**Your instructions**
Could you return the listing below line for line, without changing anything?

**Provided data**
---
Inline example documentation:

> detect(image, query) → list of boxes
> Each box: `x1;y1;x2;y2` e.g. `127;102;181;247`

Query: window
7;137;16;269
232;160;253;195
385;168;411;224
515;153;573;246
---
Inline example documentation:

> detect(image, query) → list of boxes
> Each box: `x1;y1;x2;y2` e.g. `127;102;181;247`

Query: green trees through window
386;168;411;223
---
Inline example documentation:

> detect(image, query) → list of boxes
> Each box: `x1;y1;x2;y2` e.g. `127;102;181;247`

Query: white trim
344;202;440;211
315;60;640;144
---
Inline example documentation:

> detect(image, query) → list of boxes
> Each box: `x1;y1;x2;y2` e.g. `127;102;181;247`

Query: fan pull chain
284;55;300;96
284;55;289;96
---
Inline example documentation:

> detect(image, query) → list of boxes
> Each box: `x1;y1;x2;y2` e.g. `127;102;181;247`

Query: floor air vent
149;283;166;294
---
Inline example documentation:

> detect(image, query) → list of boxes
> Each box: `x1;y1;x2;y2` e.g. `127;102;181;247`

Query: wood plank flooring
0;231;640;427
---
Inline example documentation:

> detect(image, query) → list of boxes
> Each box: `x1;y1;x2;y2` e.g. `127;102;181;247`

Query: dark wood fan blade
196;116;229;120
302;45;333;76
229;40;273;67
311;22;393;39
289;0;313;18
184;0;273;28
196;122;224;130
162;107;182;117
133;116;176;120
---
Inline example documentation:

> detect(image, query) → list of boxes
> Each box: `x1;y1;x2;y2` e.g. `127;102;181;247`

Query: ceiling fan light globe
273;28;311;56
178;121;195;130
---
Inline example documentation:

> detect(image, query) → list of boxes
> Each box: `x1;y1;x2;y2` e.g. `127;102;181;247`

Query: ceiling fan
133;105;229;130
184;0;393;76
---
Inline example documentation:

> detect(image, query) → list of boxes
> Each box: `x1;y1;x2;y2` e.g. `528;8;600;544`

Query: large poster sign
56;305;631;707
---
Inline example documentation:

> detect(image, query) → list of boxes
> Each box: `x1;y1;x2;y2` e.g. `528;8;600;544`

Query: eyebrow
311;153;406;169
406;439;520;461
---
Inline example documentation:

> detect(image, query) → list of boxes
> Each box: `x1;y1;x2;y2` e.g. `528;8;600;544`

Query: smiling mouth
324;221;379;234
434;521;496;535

**Solution to the problem**
---
Inline example documentation:

> detect(image, query) → list of boxes
> Each box: `x1;y1;x2;y2` e.g. `127;102;181;247`

Query: window
7;137;16;269
232;160;253;195
385;168;411;224
515;153;573;246
---
Inline example documentation:

> detect(image, query) → list of boxes
> Each box: `x1;y1;x2;y2` e.g. `127;102;181;247`

Query: green trees through window
386;168;411;223
---
Inline example documentation:

> detect(image, query) → list of boxes
> Each box: `x1;y1;x2;y2` e.g. `127;102;181;247`

Query: white trim
344;202;440;211
315;60;640;144
---
Inline example documentation:

> detect(image, query) → list of boxes
> Each box: `x1;y1;x2;y2` e.g. `127;102;181;247`

Query: fan pull chain
284;55;300;96
284;55;289;96
---
Inline example documentation:

> detect(image, query) → list of boxes
> Each box: `x1;y1;x2;y2` e.g. `127;102;181;247`

Query: floor air vent
149;283;166;294
---
Inline example documentation:

> detect(image, query) → list of boxes
> Each box: `x1;y1;x2;y2` e.g. `127;102;181;247`

Query: wood plank flooring
0;231;640;427
---
Inline example documentation:

> detect(image, query) → list of boxes
> Each box: `x1;y1;x2;y2` e.g. `127;102;181;247`

Query: dark wood fan blade
196;116;229;120
302;45;333;76
229;40;273;67
311;22;393;39
289;0;313;18
184;0;273;28
196;122;224;130
162;107;182;117
133;116;176;120
---
Inline example documentation:

> detect(image, query) → list of boxes
> Each box: `x1;y1;x2;y2` e.g. `127;102;181;247`

Query: ceiling fan light globe
273;28;311;56
178;121;195;130
---
Inline example documentation:

> detect(image, query) → list of boxes
> Each box: `x1;y1;x2;y2` e.g. `127;102;181;247`

Query: ceiling fan
133;105;229;130
184;0;393;76
---
Inline example documentation:

> detect(image, query) → list of boxes
> Each box: `x1;y1;x2;y2` e.g. `528;8;600;544`

Query: large poster sign
56;305;631;707
---
Inline example documentation:

> detect(image, query) → list of boxes
> Each box: `x1;y1;x2;y2` e.g. `528;8;600;544`

Query: eyebrow
311;153;406;169
406;439;520;461
---
Inline example documentation:

> detect(image, query) → list of boxes
> Each box: `x1;y1;x2;y2` e.g. `528;8;600;544`

Query: smiling mouth
324;221;379;234
434;521;496;535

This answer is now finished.